* _Quoted text_
★ ★ ★ ★ ★ ★ ★
I worked as a one-man shop for an extended period of time. Though it was fun to wear a lot of hats, I really missed having a team of people to collaborate with. To cope, I learned to rely on the IRC community at Freenode. Freenode is a great place to bounce ideas off of intelligent people, get help when stuck on a problem, or simply to connect to other human beings. It is fun to give help, and it is a relief to receive it. Since joining Alfresco, I have had a team of brilliant people to work with, so IRC hasn’t been as important. But with my new role overseeing Community Technology, I was asked to moderate our community IRC channel. In my efforts to encourage participation and fend off the trolls (thankfully none yet), I learned about maintaining an IRC channel on Freenode and wanted to share some tips.
IRC is a great way for people who don’t otherwise know each other to meet and interact. There are lots of IRC servers around the net, some of which are juvenile in tone or focused on illegal activity. Freenode is an IRC server with a very specific mission: “to provide discussion facilities for the Free and Open Source Software communities, for not-for-profit organizations and for related communities and organizations”. It is a very friendly place and active moderators keep it comfortable and inviting. It is a great place for people new to a technology to learn the ropes, meet like-minded professionals, and help others.
★ ★ ★ ★ ★ ★ ★
* _What you need to do_
Please carry the text on running an IRC channel on Freenode further, picking up right after its final sentence. The lines that come next were taken from a separate source and are not part of the Freenode IRC text.
★ ★ ★ ★ ★ ★ ★
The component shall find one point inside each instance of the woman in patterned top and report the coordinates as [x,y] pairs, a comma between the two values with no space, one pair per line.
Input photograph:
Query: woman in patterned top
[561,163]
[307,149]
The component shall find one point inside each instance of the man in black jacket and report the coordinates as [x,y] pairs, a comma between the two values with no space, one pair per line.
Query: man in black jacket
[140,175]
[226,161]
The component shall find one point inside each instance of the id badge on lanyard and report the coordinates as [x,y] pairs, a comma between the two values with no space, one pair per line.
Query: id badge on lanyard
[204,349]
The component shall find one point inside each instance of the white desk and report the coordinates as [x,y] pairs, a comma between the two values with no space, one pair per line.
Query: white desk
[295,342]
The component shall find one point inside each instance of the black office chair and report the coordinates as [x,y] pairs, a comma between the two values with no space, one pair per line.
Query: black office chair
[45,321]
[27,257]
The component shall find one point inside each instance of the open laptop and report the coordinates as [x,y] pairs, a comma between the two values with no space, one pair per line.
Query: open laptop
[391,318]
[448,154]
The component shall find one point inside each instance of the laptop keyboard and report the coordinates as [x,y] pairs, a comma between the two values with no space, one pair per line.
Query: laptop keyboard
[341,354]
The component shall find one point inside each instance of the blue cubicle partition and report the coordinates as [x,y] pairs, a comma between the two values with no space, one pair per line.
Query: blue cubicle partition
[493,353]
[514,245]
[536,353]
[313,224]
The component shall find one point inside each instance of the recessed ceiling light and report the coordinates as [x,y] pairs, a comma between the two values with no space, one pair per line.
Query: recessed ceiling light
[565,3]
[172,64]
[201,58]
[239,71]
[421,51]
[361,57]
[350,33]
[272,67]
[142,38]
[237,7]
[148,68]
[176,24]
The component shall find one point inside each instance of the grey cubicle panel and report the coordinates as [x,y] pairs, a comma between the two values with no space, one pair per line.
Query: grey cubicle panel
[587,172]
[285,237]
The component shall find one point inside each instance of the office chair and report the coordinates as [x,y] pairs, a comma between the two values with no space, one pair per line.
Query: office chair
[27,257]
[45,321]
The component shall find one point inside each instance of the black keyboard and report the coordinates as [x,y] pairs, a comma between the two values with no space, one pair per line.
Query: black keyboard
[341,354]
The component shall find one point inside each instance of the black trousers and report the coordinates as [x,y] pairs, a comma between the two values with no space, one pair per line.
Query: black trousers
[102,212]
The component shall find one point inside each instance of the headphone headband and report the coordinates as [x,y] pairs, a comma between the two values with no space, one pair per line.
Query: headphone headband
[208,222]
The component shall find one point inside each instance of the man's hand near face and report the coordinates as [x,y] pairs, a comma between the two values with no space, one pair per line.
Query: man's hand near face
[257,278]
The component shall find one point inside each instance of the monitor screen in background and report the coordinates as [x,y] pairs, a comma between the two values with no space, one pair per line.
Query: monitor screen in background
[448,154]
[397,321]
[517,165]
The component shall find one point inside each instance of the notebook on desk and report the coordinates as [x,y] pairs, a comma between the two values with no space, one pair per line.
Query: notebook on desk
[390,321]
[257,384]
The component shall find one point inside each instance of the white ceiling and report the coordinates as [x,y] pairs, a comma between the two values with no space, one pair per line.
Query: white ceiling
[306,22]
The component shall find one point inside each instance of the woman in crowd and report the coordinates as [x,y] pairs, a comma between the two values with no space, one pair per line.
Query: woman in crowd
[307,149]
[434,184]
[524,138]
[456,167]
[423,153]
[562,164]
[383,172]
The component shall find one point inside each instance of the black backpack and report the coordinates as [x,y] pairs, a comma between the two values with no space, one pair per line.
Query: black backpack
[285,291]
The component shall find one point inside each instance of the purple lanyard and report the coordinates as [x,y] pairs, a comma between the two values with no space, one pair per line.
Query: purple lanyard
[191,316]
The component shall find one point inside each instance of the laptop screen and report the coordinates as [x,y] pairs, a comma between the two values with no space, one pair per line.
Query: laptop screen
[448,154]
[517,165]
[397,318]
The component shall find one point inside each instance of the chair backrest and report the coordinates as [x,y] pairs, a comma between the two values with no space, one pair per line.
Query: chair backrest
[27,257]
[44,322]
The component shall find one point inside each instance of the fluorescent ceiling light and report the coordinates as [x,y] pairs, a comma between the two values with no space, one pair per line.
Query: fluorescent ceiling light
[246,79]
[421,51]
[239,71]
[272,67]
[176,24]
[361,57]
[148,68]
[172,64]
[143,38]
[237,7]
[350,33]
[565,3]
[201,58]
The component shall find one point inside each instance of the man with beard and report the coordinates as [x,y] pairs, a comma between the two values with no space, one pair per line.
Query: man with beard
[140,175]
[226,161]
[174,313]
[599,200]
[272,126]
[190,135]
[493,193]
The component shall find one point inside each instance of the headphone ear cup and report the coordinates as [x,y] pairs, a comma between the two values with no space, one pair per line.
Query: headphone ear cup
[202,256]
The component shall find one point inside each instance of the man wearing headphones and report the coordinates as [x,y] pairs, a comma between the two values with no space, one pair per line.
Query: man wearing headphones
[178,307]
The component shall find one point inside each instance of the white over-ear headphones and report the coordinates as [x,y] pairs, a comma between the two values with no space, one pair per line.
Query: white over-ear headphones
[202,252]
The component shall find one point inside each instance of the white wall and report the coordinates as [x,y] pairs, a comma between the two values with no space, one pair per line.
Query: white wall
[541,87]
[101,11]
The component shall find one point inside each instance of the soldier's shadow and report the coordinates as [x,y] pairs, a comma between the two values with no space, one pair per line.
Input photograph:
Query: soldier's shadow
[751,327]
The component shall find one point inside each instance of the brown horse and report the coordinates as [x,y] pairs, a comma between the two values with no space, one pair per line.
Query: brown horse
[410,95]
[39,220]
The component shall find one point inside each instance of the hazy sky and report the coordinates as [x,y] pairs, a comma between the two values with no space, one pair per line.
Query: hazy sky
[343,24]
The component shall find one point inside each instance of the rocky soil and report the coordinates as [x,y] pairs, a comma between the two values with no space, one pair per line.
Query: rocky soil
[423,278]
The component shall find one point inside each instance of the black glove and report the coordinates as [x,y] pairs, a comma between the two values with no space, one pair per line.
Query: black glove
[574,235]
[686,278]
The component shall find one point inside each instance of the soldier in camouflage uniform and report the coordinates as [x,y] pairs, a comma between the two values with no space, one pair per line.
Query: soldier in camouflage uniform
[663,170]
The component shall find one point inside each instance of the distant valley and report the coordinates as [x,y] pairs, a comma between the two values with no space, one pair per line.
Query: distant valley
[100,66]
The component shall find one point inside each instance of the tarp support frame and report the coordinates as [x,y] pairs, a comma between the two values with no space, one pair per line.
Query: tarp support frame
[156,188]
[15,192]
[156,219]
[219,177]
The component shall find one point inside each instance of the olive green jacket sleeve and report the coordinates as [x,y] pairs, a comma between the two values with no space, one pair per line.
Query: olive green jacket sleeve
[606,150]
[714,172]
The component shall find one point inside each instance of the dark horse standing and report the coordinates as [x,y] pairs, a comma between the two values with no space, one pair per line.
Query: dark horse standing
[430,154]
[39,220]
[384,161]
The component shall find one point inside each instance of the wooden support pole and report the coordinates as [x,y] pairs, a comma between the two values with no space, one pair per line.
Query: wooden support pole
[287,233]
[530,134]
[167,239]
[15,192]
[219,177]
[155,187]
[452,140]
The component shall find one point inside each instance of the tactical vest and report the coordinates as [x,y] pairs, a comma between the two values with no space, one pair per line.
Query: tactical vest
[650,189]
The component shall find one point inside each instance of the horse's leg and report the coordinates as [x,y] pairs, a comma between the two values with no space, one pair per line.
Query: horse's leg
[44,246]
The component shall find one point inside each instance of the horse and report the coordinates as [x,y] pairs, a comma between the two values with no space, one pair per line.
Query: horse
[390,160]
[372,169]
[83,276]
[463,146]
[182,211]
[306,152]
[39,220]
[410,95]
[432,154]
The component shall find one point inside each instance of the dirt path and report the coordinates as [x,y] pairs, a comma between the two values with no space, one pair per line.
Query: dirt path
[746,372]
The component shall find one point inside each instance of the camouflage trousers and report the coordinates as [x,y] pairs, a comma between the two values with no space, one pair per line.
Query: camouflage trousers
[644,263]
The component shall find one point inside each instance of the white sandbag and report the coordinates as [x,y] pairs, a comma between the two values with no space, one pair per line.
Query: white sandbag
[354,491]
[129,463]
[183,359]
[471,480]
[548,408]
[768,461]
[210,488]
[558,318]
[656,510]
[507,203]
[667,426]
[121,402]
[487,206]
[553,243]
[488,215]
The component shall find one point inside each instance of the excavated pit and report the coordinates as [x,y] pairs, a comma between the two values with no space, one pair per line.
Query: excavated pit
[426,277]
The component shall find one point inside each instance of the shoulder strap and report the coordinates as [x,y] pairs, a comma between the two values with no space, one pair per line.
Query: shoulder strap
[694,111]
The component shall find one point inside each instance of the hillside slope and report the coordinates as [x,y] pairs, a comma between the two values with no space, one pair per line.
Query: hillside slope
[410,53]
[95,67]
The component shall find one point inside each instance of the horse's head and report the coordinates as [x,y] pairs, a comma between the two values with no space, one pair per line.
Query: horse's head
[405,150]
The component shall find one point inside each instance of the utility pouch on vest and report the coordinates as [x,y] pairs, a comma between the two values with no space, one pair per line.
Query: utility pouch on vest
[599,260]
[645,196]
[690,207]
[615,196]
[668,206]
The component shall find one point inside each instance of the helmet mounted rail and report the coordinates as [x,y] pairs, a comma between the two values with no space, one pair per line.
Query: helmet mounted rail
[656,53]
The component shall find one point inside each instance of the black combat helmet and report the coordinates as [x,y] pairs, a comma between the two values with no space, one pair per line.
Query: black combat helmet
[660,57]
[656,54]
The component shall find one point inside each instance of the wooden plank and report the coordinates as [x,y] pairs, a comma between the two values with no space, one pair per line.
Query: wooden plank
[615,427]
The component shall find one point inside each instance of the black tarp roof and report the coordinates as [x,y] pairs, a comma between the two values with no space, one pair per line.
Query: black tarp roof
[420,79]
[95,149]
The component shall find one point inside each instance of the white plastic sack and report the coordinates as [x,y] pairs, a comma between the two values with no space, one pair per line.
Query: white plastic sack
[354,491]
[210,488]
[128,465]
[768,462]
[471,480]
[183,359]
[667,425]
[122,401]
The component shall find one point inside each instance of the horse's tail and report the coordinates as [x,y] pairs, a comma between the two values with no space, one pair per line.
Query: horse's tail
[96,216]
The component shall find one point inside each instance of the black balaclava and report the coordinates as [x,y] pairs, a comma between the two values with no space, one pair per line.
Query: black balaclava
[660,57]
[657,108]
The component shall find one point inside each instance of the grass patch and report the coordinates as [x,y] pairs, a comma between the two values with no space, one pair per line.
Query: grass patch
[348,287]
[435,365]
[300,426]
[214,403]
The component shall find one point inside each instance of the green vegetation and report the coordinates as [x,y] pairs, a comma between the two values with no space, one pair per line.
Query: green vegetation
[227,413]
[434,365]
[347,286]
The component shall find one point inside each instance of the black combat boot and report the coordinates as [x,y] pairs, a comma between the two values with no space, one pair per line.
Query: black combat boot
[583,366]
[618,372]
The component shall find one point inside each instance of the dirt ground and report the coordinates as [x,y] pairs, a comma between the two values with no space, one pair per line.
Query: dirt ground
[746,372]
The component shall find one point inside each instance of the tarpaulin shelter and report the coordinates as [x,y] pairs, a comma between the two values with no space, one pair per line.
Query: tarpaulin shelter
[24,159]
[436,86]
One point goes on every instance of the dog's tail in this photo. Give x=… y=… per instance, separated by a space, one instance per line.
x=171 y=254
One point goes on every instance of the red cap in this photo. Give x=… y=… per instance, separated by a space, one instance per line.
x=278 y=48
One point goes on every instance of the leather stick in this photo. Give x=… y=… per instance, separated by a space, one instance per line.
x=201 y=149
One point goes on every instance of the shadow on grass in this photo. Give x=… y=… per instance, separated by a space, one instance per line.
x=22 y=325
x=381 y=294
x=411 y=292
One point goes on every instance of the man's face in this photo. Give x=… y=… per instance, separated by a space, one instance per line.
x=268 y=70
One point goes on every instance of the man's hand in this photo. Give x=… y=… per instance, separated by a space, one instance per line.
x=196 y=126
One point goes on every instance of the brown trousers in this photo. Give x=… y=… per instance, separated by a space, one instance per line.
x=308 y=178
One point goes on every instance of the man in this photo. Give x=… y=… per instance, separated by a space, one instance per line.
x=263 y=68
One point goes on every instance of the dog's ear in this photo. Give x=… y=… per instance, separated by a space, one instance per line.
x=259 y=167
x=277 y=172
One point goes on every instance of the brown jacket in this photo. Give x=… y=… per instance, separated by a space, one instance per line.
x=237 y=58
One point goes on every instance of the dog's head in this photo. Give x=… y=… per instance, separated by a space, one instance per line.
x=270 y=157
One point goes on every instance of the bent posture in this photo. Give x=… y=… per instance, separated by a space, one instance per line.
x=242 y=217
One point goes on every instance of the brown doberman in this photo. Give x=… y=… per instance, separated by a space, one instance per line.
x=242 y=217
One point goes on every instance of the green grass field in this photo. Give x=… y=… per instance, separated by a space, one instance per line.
★ ★ ★ ★ ★ ★ ★
* _Answer to this problem_
Pick a client
Which client is best for you depends on your operating system. Here are two places with good lists:
Connect to the server
Configure your client to log into
Register a nick
Registering your nick prevents othemail er people from pretending to be you. On Freenode, you must provide an email to register your nick. That email is only used for password recovery. Your nick will stay registered to you as long as you identify with a password once every 90 days.
- Run this command:
/msg nickserv register <password> <email>
- Then validate your email
You can probably configure your IRC client to automatically identify your nick each time you log in, but if you need to do it manually use this command:
/msg nickserv identify <password>
Sometimes when you lose a connection IRC won’t notice right away. When you try to rejoin your channel, your nick will still be in use and will not be available to you. People often configure their clients to use an alternate nick in these scenarios, usually by appending one or more underscores (_) to their normal nick. You can also connect to a channel using more than one nick simultaneously. This is often used to play a trick or joke in a channel.
Join a channel
Discussions actually happen in a channel. The name of a “Primary Channel” starts with a single hash (“#”) and is discussion forum for a
specific project or community (like Alfresco, or your local LUG). “About
channels” start with a double hash and host conversations about a topic
or subject (for example: ##security). Feel free to join us in #alfresco for a stirring
discussion of social content management!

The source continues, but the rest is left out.